Document section Start Marker

Anthropic Co-Founder Says AI Shouldn’t Be Controlled Only by Tech Companies

Anthropic co-founder Chris Olah warned that AI development cannot be left solely to technology companies and called for greater oversight from governments, religious institutions, and civil society.

By Samantha Reed Edited by Maria Konash Published:
Anthropic Co-Founder Says AI Shouldn’t Be Controlled Only by Tech Companies
Anthropic co-founder Chris Olah called for broader oversight of AI development at a Vatican event. Image: Xavier Coiffic / Unsplash

Chris Olah warned that artificial intelligence development should not be controlled exclusively by technology companies, calling for stronger oversight from governments, religious institutions, and civil society groups.

Olah made the remarks during a Vatican event presenting the first AI-focused encyclical from Pope Leo XIV, where he appeared alongside the pope to discuss the societal impact of advanced AI systems.

The Anthropic co-founder said there was a “real possibility” that AI could displace human labor at massive scale and argued that supporting displaced workers would become “a moral imperative of historic proportions.”

AI Labs Face Conflicting Incentives

Olah said frontier AI companies operate under strong commercial and geopolitical pressures that may conflict with broader societal interests.

“Every frontier AI lab operates inside a set of incentives and constraints that can sometimes conflict with doing the right thing,” he said.

Document section End Marker
Data for review Start Marker

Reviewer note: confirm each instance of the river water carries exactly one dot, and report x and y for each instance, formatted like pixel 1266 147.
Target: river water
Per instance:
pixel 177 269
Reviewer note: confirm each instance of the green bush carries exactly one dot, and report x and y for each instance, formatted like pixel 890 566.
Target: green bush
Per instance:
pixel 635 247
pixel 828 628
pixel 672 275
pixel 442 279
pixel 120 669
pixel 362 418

Data for review End Marker

• What to work on:
- a) Retype the passage from the article on Chris Olah's remarks, beginning at the words "Anthropic co-founder Chris Olah warned" and stopping after "advanced AI systems.".
- b) According to the article on Chris Olah's remarks, what Vatican event was Olah speaking at?
The listing bears no relation to the article.

• Expected results:
- a)
Anthropic co-founder Chris Olah warned that AI development cannot be left solely to technology companies and called for greater oversight from governments, religious institutions, and civil society.

By Samantha Reed Edited by Maria Konash Published:
Anthropic Co-Founder Says AI Shouldn’t Be Controlled Only by Tech Companies
Anthropic co-founder Chris Olah called for broader oversight of AI development at a Vatican event. Image: Xavier Coiffic / Unsplash

Chris Olah warned that artificial intelligence development should not be controlled exclusively by technology companies, calling for stronger oversight from governments, religious institutions, and civil society groups.

Olah made the remarks during a Vatican event presenting the first AI-focused encyclical from Pope Leo XIV, where he appeared alongside the pope to discuss the societal impact of advanced AI systems.

- b) An event presenting Pope Leo XIV's first AI-focused encyclical.